Write out all of these records below word for word, leaving the pictures out of your answer.

Records of labeled points
>> Begin

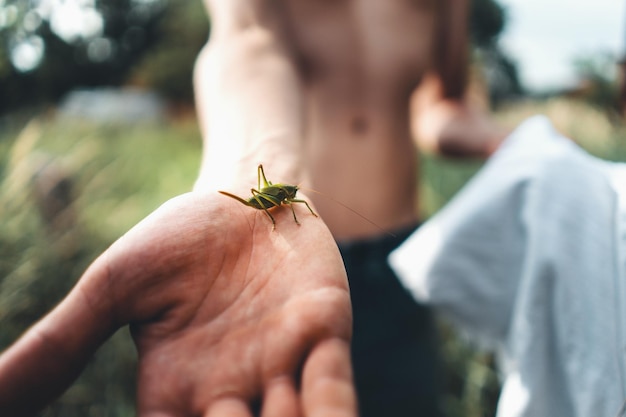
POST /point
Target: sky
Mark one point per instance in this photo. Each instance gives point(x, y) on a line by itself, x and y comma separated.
point(544, 37)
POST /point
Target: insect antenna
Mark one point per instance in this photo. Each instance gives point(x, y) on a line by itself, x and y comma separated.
point(347, 208)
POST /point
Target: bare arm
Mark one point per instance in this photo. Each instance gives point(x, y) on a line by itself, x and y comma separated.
point(445, 119)
point(248, 97)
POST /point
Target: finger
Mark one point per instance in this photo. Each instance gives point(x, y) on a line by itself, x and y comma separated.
point(327, 385)
point(228, 407)
point(69, 334)
point(281, 399)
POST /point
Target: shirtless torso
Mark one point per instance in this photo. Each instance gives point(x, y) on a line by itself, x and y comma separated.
point(324, 91)
point(358, 63)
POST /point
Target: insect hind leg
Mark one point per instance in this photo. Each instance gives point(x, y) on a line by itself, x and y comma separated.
point(262, 204)
point(297, 200)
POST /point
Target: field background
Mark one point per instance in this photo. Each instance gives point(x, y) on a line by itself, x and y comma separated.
point(69, 188)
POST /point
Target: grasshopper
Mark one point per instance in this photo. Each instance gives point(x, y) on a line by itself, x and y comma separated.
point(271, 195)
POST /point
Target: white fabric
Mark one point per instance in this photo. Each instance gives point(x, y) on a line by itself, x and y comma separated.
point(530, 259)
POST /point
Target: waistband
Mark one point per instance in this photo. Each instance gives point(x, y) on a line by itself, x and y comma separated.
point(380, 245)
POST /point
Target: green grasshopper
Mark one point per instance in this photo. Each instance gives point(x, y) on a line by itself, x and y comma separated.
point(271, 195)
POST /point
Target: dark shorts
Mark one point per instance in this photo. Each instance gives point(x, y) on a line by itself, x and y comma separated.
point(394, 346)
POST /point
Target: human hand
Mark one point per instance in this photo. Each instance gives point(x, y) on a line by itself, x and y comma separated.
point(229, 317)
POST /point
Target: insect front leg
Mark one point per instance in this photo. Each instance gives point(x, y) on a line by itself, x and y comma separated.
point(261, 174)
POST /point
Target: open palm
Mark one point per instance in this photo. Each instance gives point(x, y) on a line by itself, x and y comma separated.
point(229, 316)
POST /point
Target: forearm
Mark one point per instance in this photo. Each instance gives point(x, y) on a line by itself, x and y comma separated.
point(248, 97)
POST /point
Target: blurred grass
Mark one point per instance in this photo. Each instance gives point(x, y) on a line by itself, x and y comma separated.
point(69, 188)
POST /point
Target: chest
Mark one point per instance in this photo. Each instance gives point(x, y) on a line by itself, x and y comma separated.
point(374, 37)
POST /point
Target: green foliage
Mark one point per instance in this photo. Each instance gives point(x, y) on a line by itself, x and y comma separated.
point(487, 20)
point(117, 174)
point(149, 42)
point(68, 189)
point(167, 66)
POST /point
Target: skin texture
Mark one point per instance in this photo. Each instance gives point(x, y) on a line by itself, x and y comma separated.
point(337, 96)
point(229, 318)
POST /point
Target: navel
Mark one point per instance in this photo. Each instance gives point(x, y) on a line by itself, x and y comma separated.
point(359, 125)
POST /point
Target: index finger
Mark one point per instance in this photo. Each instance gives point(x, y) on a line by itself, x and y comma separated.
point(327, 383)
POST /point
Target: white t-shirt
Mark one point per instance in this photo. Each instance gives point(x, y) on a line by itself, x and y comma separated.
point(530, 258)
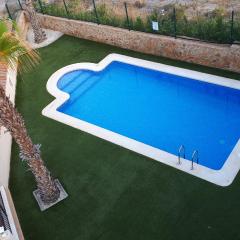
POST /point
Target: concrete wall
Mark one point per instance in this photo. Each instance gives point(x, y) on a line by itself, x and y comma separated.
point(213, 55)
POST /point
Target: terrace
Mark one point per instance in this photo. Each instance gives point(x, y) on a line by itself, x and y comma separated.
point(114, 193)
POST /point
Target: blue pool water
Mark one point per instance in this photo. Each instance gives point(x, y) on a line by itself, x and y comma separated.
point(158, 109)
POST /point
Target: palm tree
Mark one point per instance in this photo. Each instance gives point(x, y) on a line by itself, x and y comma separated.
point(39, 34)
point(14, 50)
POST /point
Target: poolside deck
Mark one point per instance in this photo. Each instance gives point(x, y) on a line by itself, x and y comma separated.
point(113, 193)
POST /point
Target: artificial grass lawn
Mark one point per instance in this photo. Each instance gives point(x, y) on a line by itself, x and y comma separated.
point(114, 194)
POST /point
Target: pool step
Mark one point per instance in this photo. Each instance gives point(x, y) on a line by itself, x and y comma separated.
point(72, 80)
point(79, 91)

>> End

## [RESPONSE]
POST /point
Target: sky
Mark one point per instance in this photo. Each instance gives point(x, y) on a line by itself, x and y comma separated.
point(544, 37)
POST /point
Target: insect antenna
Mark one point per instance in this photo. Each instance gives point(x, y) on a line by itself, x and y comma separated.
point(347, 208)
POST /point
Target: bare arm
Mark one point per instance in this photo. Each instance gives point(x, y) on a line by itself, x and y comma separated.
point(445, 119)
point(248, 97)
POST /point
Target: finger
Mark one point per instance in this photo. Each instance gives point(x, y) on a line by itself, x and y comma separated.
point(327, 385)
point(228, 407)
point(69, 334)
point(281, 399)
POST /point
Target: shirtless torso
Mark one point per instance in this photo. Each instance gives point(x, y) on a line by itself, x and y comma separated.
point(324, 91)
point(358, 63)
POST /point
Target: insect hind leg
Mark one point per instance in this photo. Each instance gives point(x, y) on a line by itself, x and y comma separated.
point(262, 204)
point(297, 200)
POST /point
Target: field background
Mark one point per instance in this photo. Each instance gives point(x, y) on a line by itself, x and y comma separated.
point(69, 188)
POST /point
Target: grasshopper
Mark one point per instance in this photo. Each instance gives point(x, y) on a line by itself, x and y comma separated.
point(271, 195)
POST /point
Target: white fabric
Mark one point per instance in this photo. Each instance gives point(x, y) on a line by itself, x and y comma separated.
point(530, 259)
POST /point
Target: waistband
Mark one point per instance in this photo. Each instance gives point(x, y) on a line by itself, x and y comma separated.
point(380, 245)
POST /point
Target: green grasshopper
Mark one point per instance in this photo. Each instance gives point(x, y) on a line by itself, x and y comma separated.
point(271, 195)
POST /point
Target: dark shorts
Mark one point per instance in this photo. Each instance gives point(x, y) on a line by itself, x and y comma separated.
point(394, 346)
POST /point
Target: human hand
Mark one point per instance in this photo. Each instance gives point(x, y) on a line by itself, x and y comma separated.
point(229, 317)
POST /point
Target: insect front leg
Mark one point per instance in this photo. Each instance gives point(x, y) on a line by itself, x and y comma separated.
point(261, 174)
POST /point
Target: open palm
Mark one point per instance in this photo. Each instance gives point(x, y) on a line by itself, x and y comma separated.
point(229, 316)
POST /point
Target: forearm
Mark one point per instance in this photo. Each instance gives point(x, y) on a line by itself, x and y comma separated.
point(248, 97)
POST /point
Target: blurred grass
Mark one point per instance in this photo. Each instance gives point(x, y) on a line by itself, x and y comma separated.
point(69, 188)
POST /point
Target: chest
Mark one point per instance in this photo. Each instance gives point(x, y) on a line by itself, x and y comma separated.
point(374, 37)
POST /point
Target: green foliage
Mark one point per instance in this photo. Each instance gives point(x, y) on a line by itself, x and y comma separated.
point(487, 20)
point(117, 174)
point(149, 42)
point(68, 189)
point(167, 66)
POST /point
Target: skin texture
Mark one point per instance in this photo. Each instance gives point(x, y) on a line by itself, x and y comma separated.
point(337, 96)
point(229, 318)
POST /point
Target: navel
Mark one point per instance in this photo. Each instance gives point(x, y) on a line by itself, x and y comma separated.
point(359, 125)
POST /point
Target: index finger
Mark one point per instance in this photo. Each instance gives point(x, y) on a line by itself, x and y comma separated.
point(327, 383)
POST /point
Target: white t-shirt
Mark one point per instance in this photo. Each instance gives point(x, y) on a line by itself, x and y comma separated.
point(530, 258)
POST /point
Target: concrete wall
Mark one point per instance in this photo. Each instance gives point(x, y) on a line by itself, x and y comma separated.
point(213, 55)
POST /point
Target: terrace
Mark one point per instance in this photo. Each instance gives point(x, y) on a line by itself, x and y comma separated.
point(114, 193)
POST /point
Target: blue pool water
Mark one point per instance in this photo. Each instance gives point(x, y) on a line by itself, x and y comma separated.
point(158, 109)
POST /point
Target: palm tree
Mark one point per instance in this photo. Each instance gives point(x, y) on a line by itself, x and y comma separated.
point(39, 34)
point(14, 50)
POST /point
Target: poolside deck
Mark one point per instance in this photo. Each instance gives point(x, y) on a line by itself, x and y comma separated.
point(113, 193)
POST /point
Target: artificial grass lawn
Mark one point per instance in this photo. Each instance gives point(x, y) on a line by itself, x and y comma separated.
point(114, 194)
POST /point
Target: pool step
Mark one point per instance in this photo. Each instance gives point(x, y) on a line by itself, x and y comma separated.
point(72, 80)
point(79, 91)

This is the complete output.